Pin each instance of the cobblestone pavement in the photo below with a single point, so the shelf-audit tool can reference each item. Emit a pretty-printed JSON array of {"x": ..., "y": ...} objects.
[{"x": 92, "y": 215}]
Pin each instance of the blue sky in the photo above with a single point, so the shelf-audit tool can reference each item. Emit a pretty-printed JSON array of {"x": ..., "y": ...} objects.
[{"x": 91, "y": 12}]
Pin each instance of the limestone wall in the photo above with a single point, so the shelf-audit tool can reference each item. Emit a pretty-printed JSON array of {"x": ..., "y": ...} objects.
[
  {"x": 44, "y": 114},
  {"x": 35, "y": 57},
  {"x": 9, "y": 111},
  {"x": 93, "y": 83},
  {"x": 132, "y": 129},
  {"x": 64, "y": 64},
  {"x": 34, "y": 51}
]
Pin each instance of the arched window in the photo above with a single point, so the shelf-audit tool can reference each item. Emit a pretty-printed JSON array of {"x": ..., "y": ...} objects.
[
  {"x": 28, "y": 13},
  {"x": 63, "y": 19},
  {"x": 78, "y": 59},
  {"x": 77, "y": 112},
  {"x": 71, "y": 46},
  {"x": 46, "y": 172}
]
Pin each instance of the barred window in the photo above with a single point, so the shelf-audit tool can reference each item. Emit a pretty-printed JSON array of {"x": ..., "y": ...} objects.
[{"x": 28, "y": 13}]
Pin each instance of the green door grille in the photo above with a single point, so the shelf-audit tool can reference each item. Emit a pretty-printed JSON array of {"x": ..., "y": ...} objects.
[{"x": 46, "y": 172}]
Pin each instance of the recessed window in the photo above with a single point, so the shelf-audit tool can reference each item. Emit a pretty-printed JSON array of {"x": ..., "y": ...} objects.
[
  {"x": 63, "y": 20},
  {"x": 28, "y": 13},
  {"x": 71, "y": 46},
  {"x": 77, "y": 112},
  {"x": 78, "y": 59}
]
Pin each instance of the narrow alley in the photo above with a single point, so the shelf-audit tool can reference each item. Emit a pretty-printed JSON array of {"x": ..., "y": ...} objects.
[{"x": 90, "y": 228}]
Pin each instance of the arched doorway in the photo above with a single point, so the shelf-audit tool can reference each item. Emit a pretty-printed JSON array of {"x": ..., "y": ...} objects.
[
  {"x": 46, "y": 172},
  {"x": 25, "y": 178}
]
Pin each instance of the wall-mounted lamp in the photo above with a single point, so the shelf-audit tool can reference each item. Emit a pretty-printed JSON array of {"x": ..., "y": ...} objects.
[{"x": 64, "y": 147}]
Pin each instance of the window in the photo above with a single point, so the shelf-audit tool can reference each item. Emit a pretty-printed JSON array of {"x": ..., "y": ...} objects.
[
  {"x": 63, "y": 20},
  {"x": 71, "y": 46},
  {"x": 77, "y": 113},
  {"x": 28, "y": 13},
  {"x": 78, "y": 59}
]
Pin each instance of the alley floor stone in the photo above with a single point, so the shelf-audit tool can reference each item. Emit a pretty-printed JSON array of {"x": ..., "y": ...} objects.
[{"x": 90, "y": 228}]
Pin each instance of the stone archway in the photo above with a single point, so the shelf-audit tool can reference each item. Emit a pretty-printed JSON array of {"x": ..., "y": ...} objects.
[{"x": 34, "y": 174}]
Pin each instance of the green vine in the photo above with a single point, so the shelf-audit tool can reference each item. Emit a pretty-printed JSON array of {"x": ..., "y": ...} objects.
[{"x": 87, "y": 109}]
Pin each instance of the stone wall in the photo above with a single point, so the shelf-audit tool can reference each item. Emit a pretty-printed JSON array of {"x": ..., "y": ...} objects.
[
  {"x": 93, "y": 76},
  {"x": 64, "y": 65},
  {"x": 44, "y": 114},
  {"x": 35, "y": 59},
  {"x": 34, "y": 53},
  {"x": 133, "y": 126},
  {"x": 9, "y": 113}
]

_ _ _

**STATED TASK**
Turn the records above into a numbered list, one line per item, and leave out any blank lines.

**REPLY**
1. Pin each instance of the cobblestone pavement in the photo below with a single point, so the shelf-audit tool can reference each item. Emit a pretty-printed JSON array of {"x": ..., "y": ...} objects.
2. [{"x": 92, "y": 215}]
3. Pin each instance of the blue sky in the photo above with a single point, so the shelf-audit tool can reference each item. Emit a pretty-printed JSON array of {"x": ..., "y": ...} objects.
4. [{"x": 91, "y": 12}]
5. Pin each instance of the limestone wall in the photo above with a single point, so the shelf-audit tool can reference each item. Emit a pretty-printed JSON array of {"x": ..., "y": ...} objects.
6. [
7.   {"x": 44, "y": 114},
8.   {"x": 35, "y": 57},
9.   {"x": 9, "y": 111},
10.   {"x": 93, "y": 83},
11.   {"x": 132, "y": 129},
12.   {"x": 64, "y": 64},
13.   {"x": 34, "y": 51}
14. ]
15. Pin each instance of the arched window in the photo above with a single point, so the shelf-audit tool can reference each item. Emit a pretty-printed JSON array of {"x": ..., "y": ...} objects.
16. [
17.   {"x": 28, "y": 13},
18.   {"x": 63, "y": 19},
19.   {"x": 78, "y": 59},
20.   {"x": 77, "y": 112},
21.   {"x": 71, "y": 46},
22.   {"x": 46, "y": 172}
23. ]
24. Pin each instance of the barred window in the photo above with a single point, so the shelf-audit tool can reference each item. Emit a pretty-printed JSON array of {"x": ..., "y": ...} objects.
25. [{"x": 28, "y": 13}]
26. Pin each instance of the green door grille in the photo above with a single point, so the shelf-audit tool can reference each item. Emit a pretty-printed JSON array of {"x": ..., "y": ...} objects.
27. [{"x": 46, "y": 172}]
28. Pin each instance of the recessed window in the photo above with a single point, so the shelf-audit tool can reference each item. Emit a pretty-printed JSON array of {"x": ..., "y": ...} objects.
29. [
30.   {"x": 63, "y": 20},
31.   {"x": 28, "y": 13},
32.   {"x": 71, "y": 46},
33.   {"x": 77, "y": 112},
34.   {"x": 78, "y": 59}
35. ]
36. Pin each instance of the narrow alley in the photo above with a single point, so the shelf-audit tool can reference each item. Emit a pretty-printed JSON array of {"x": ..., "y": ...} objects.
37. [{"x": 90, "y": 228}]
38. Pin each instance of the arched doorway in the photo above with a single point, so the shelf-audit tool can reference each item. Emit a pretty-printed JSON array of {"x": ..., "y": ...} objects.
39. [
40.   {"x": 46, "y": 172},
41.   {"x": 25, "y": 178}
42. ]
43. Pin each instance of the wall-mounted lamp in the photo above with a single point, so the shelf-audit tool can reference each item. Emit a pretty-printed JSON array of {"x": ..., "y": ...} objects.
44. [{"x": 64, "y": 147}]
45. Pin each instance of the window in the photo above with a single point, so the shelf-audit tool can reference each item. Emit a pretty-printed JSON array of {"x": ..., "y": ...} objects.
46. [
47.   {"x": 63, "y": 20},
48.   {"x": 71, "y": 46},
49.   {"x": 77, "y": 113},
50.   {"x": 28, "y": 13},
51.   {"x": 78, "y": 59}
52. ]
53. Pin each instance of the alley floor stone in the photo above with a single point, so the shelf-audit tool can reference each item. Emit a pretty-printed JSON array of {"x": ..., "y": ...} objects.
54. [{"x": 90, "y": 228}]
55. Pin each instance of the stone archway in the photo above with a single point, so the shelf-audit tool can reference each item. Emit a pretty-printed JSON array of {"x": ..., "y": ...} objects.
56. [{"x": 34, "y": 174}]
57. Pin each instance of the green vine in the photo above with a single point, so the shelf-audit tool can reference each item. Emit a pretty-printed JSON array of {"x": ..., "y": ...} objects.
58. [{"x": 87, "y": 109}]
59. Pin each instance of the stone wall in the photo above with a single point, so the shelf-audit tool can reference each item. Emit a pretty-printed JSON array of {"x": ..., "y": ...} objects.
60. [
61.   {"x": 93, "y": 76},
62.   {"x": 64, "y": 65},
63.   {"x": 44, "y": 114},
64.   {"x": 35, "y": 59},
65.   {"x": 34, "y": 53},
66.   {"x": 133, "y": 126},
67.   {"x": 9, "y": 113}
68. ]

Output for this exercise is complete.